#### SUPPLIED PASSAGE
As a matter of fact, philosophers rely on intuitions as the ultimate grounds for the claims they make. Are intuitions good grounds for philosophical claims and if so, why is it all right to rely on intuitions (are they evidence of some sort)?
The analogy with perception (which is predominant in the literature on intuition) attempts to provide an answer to the above-mentioned question by first answering the question what intuitions are and what their role in philosophical practice is. The proponents of this picture usually invoke two (related) dimensions of comparison between intuitions and perception, an analogy based on phenomenology and an analogy based on the epistemic role of intuitions.
The most prominent defender of the perceptual model of intuition (regarding both phenomenology and epistemic role of intuitions) is George Bealer, according to whom, to have an intuition that P is just to seem to you that P, where ‘seeming’ is understood as a sui generis cognitive episode irreducible to beliefs and with distinctive phenomenology that separates it from unreliable sources of belief such as hunch, guess, etc (Bealer (1996), ‘A Priori Knowledge and the Scope of Philosophy’, Philosophical Studies, 81, p.123). Intellectual seemings that vindicate themselves in light of the best theory that systematizes them are the one’s that have reliable connection with modal truths, and constitute good evidence in support of that theory, according to Bealer.

#### STORED RECORDS
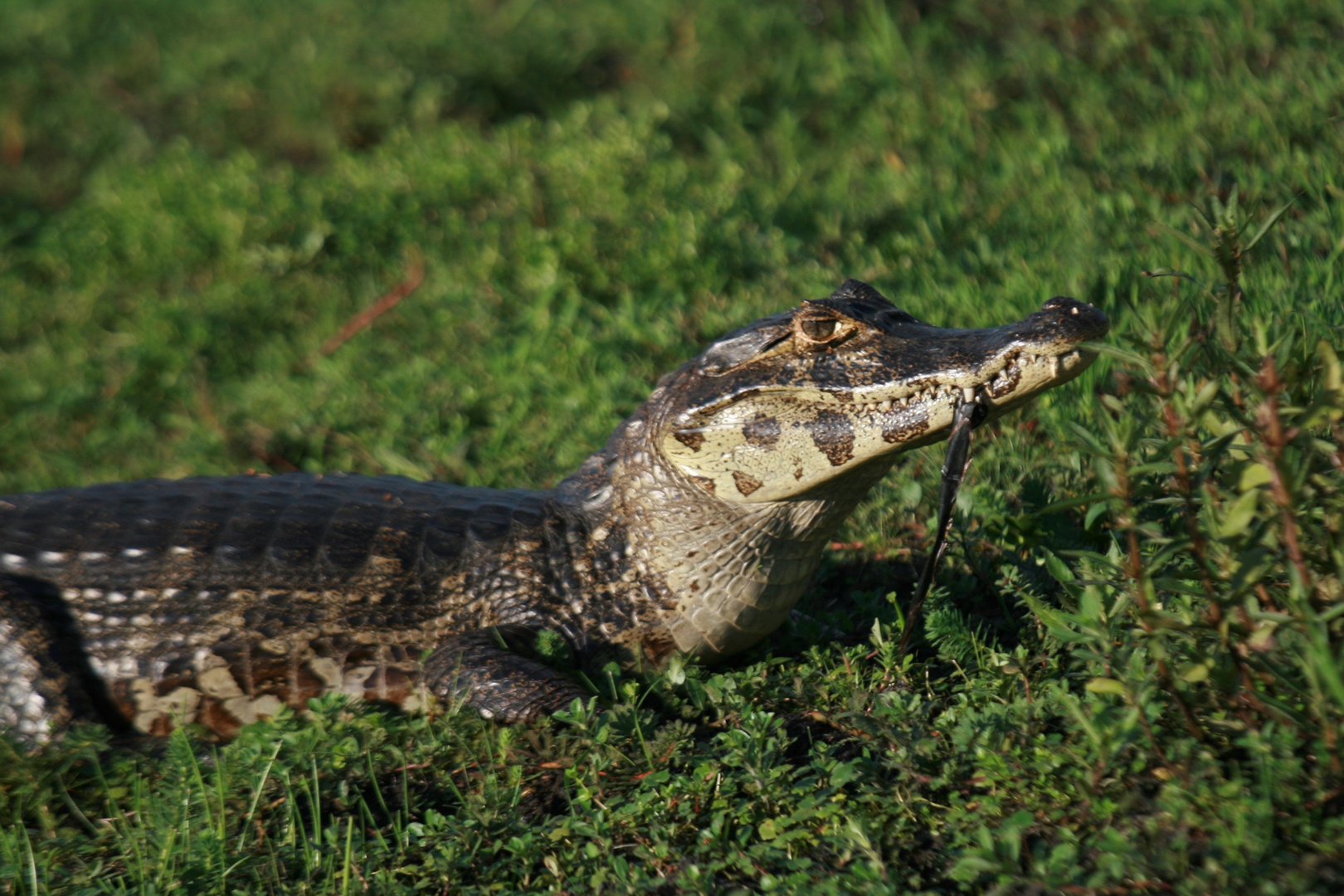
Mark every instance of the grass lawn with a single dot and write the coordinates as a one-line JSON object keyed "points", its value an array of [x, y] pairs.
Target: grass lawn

...

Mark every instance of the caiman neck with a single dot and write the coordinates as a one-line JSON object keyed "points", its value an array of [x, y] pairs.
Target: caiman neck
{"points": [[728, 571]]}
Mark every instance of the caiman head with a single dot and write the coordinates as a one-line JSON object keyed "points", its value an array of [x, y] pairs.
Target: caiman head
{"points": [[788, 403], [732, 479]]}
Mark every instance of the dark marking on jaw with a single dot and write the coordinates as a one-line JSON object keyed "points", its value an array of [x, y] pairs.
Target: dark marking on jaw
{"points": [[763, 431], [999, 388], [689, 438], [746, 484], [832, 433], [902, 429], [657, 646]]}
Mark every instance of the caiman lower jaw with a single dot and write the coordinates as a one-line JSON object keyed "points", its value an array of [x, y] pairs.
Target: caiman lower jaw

#### DIRECTIVE 1
Answer the following about the passage on philosophical intuition, one line each.
(a) What do philosophers rely on as the ultimate grounds for their claims?
(b) Which analogy is described as predominant in the literature on intuition?
(c) Who is named as the most prominent defender of the perceptual model of intuition?
#### DIRECTIVE 2
In the passage on philosophical intuition, take the part that opens with the words containing "As a matter" and closes with "of some sort)?", and write it out again with "philosophers" swapped for "theorists".
#### DIRECTIVE 3
From the passage on philosophical intuition, list every detail the citation gives for Bealer's source.

#### EXERCISE SOLUTION 1
(a) Intuitions
(b) The analogy with perception
(c) George Bealer

#### EXERCISE SOLUTION 2
As a matter of fact, theorists rely on intuitions as the ultimate grounds for the claims they make. Are intuitions good grounds for philosophical claims and if so, why is it all right to rely on intuitions (are they evidence of some sort)?

#### EXERCISE SOLUTION 3
- Bealer
- 1996
- 'A Priori Knowledge and the Scope of Philosophy'
- Philosophical Studies
- 81
- p.123